[Stored data entries]
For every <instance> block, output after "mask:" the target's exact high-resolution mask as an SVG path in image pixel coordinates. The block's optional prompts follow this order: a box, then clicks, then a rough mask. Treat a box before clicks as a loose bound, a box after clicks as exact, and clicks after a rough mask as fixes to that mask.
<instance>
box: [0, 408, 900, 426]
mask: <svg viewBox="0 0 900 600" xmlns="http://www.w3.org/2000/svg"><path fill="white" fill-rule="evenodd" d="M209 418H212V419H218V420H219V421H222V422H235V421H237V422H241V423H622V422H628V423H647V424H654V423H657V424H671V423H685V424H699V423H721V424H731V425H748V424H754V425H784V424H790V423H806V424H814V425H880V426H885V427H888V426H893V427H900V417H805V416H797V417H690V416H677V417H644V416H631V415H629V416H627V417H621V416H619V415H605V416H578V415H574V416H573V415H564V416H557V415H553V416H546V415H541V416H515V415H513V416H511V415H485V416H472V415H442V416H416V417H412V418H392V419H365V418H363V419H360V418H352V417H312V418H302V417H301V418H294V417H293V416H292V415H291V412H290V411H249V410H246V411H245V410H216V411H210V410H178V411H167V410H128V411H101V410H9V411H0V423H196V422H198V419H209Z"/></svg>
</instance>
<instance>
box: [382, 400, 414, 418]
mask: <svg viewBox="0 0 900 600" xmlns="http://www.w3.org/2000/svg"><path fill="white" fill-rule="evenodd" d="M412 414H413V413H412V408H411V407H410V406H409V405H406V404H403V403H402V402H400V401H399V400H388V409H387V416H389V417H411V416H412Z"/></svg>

Work request:
Reproduce every line of the data verbatim.

Response:
For every <instance> block, output after "mask:" the target's exact high-resolution mask as an SVG path in image pixel coordinates. The block's optional prompts follow this order: a box, then clicks, then a rough mask. Treat a box before clicks as a loose bound, a box after clicks as exact, and clicks after a rough mask as fixes to that mask.
<instance>
box: [0, 408, 900, 426]
mask: <svg viewBox="0 0 900 600" xmlns="http://www.w3.org/2000/svg"><path fill="white" fill-rule="evenodd" d="M209 418H212V419H218V420H219V421H222V422H235V421H237V422H241V423H622V422H628V423H647V424H654V423H657V424H671V423H685V424H699V423H721V424H731V425H748V424H754V425H784V424H790V423H806V424H814V425H880V426H885V427H888V426H893V427H900V417H805V416H797V417H690V416H677V417H644V416H631V415H629V416H627V417H621V416H619V415H605V416H578V415H574V416H573V415H564V416H557V415H553V416H546V415H541V416H515V415H513V416H511V415H485V416H472V415H442V416H416V417H412V418H392V419H365V418H363V419H360V418H352V417H312V418H302V417H301V418H294V417H293V416H292V415H291V412H290V411H249V410H246V411H245V410H216V411H210V410H178V411H167V410H128V411H101V410H9V411H0V423H196V422H198V419H209Z"/></svg>
</instance>
<instance>
box: [382, 400, 414, 418]
mask: <svg viewBox="0 0 900 600" xmlns="http://www.w3.org/2000/svg"><path fill="white" fill-rule="evenodd" d="M412 414H413V413H412V408H411V407H410V406H409V405H406V404H403V403H402V402H400V401H399V400H388V409H387V416H389V417H411V416H412Z"/></svg>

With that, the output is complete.